:: Compito A ::
Per ciascuna delle affermazioni seguenti, indichi se concorda con l'estratto sul ricorso, rispondendo sì o no e citando fedelmente le parole decisive dell'estratto: (i) la memoria è stata depositata il 21 marzo 2025; (ii) la memoria chiedeva la riassegnazione del fascicolo a una sezione specializzata; (iii) la motivazione della Corte di appello di Milano viene giudicata illogica.
:: Compito B ::
Secondo l'estratto sul ricorso, con la motivazione di quale Corte di appello il ricorrente non si confronta adeguatamente?
:: Compito C ::
Prosegua l'estratto sul ricorso a partire dall'ultima frase riportata.

:: Estratto ::
--*--

Chiede, pertanto, annullarsi la sentenza impugnata.
In data 21 marzo 2025 è stata depositata memoria a firma dell’Avv. NOME COGNOME nell’interesse di COGNOME NOME che ha ulteriormente sviluppato i motivi proposti chiedendo la riassegnazione del fascicolo alla sezione ordinaria e insistendo per l’ammissibilità e l’accoglimento del ricorso.
I motivi in questione non sono consentiti dalla legge in sede di legittimità perché sono riproduttivi di profili di censura già adeguatamente vagliati e disattesi con corretti argomenti giuridici dal giudice di merito e non sono scanditi da necessaria critica analisi delle argomentazioni poste a base della decisione impugnata.
Gli stessi, altresì, afferiscono al trattamento punitivo benché sorretto da sufficiente e non illogica motivazione e da adeguato esame delle deduzioni difensive
Il ricorrente, in concreto, non si confronta adeguatamente con la motivazione della Corte di appello di Milano che appare logica e congrua, nonché corretta in punto di diritto e pertanto immune da vizi di legittimità.

--*--

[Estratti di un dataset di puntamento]
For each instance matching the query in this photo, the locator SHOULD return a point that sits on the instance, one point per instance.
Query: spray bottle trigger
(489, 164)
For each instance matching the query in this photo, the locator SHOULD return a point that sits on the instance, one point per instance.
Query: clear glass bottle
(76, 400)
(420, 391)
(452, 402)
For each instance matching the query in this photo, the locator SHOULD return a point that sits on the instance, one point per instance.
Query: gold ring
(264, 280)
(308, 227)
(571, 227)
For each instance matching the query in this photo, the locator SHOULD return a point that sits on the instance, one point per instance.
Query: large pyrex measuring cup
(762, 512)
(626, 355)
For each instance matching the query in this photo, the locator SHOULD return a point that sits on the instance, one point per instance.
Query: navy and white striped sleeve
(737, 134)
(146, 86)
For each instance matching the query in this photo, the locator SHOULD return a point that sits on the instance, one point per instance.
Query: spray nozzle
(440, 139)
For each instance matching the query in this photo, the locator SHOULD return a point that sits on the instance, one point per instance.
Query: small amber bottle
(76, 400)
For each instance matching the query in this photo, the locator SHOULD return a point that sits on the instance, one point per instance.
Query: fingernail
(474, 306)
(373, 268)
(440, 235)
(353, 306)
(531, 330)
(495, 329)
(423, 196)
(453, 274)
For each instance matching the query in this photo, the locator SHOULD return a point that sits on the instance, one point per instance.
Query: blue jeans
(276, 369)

--*--

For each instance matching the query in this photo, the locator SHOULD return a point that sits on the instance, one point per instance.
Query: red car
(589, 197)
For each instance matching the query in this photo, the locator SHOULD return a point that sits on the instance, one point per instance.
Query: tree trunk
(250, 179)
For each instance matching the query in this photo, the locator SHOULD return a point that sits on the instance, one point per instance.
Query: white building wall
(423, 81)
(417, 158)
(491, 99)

--*--

:: Risposta corretta A ::
(i) Sì: «In data 21 marzo 2025 è stata depositata memoria».
(ii) No: «chiedendo la riassegnazione del fascicolo alla sezione ordinaria».
(iii) No: «che appare logica e congrua».

:: Risposta corretta B ::
Con la motivazione della Corte di appello di Milano.

:: Risposta corretta C ::
Ne deriva che il proposto ricorso va dichiarato inammissibile.
La motivazione in punto di dosimetria della pena nel provvedimento impugnato è logica, coerente e corretta in punto di diritto (sull’onere motivazionale del giudice in ordine alla determinazione della pena cfr. Sez. 3, n. 29968 del 22/2/2019, COGNOME, Rv. 276288-01; Sez. 2, n. 36104 del 27/4/2017, COGNOME, Rv. 271243).
Si ricorda in sentenza che il difensore contestava in quella sede l’eccessivo e immotivato rigore della pena inflitta, a tal fine richiamando: la quantità dello stu pefacente detenuto, tutto sommato limitata; il mancato espletamento di analisi chimico-tossicologiche sullo stupefacente sequestrato, dal momento che risultava essere stato effettuato solo il narcotest, non idoneo ad accertare la reale quantità e qualità della sostanza; la lontananza nel tempo dell’unico precedente penale gravante sull’imputato; e, infine, la documentata disintossicazione dell’imputato.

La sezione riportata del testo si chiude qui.